Otra vez Esmeraldas. Otra vez un derrame de petróleo. Y otra vez, el silencio institucional que se mezcla con el olor penetrante del crudo sobre el agua y los suelos. La historia parece repetirse, pero lo más alarmante es que, en esta provincia costera del norte ecuatoriano, la tragedia nunca se va del todo: simplemente se recicla.

En los últimos 40 años, Esmeraldas ha sido testigo de al menos una veintena de derrames de petróleo. Algunos de ellos apenas llegan a los titulares, otros se pierden en la burocracia del olvido, pero todos dejan una herida en la tierra, en el agua y en la vida de las comunidades que habitan esta región. No es casualidad: aquí operan el Sistema de Oleoducto Transecuatoriano (SOTE), el Oleoducto de Crudos Pesados (OCP) y, por supuesto, la Refinería de Esmeraldas, la más importante del país y también una de las más obsoletas y vulnerables.

> [INSTRUCCIONES]:
**A.** Nombra las instalaciones petroleras que, según el texto sobre los derrames en Esmeraldas, operan en esa provincia.
**B.** Resume en dos oraciones el texto sobre los derrames en Esmeraldas.
Para esto basta con el texto sobre los derrames en Esmeraldas, sin nada más.

> [DATOS PROPORCIONADOS]:
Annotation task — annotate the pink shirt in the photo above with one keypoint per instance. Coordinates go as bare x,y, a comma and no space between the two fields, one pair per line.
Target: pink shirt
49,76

> [RESPUESTAS POR TAREA]:
**A.** El Sistema de Oleoducto Transecuatoriano (SOTE), el Oleoducto de Crudos Pesados (OCP) y la Refinería de Esmeraldas.

**B.** En los últimos 40 años, Esmeraldas ha sufrido al menos una veintena de derrames de petróleo, que dañan la tierra, el agua y la vida de sus comunidades, mientras las instituciones guardan silencio. En la provincia operan el SOTE, el OCP y la Refinería de Esmeraldas, la más importante del país y también una de las más obsoletas y vulnerables.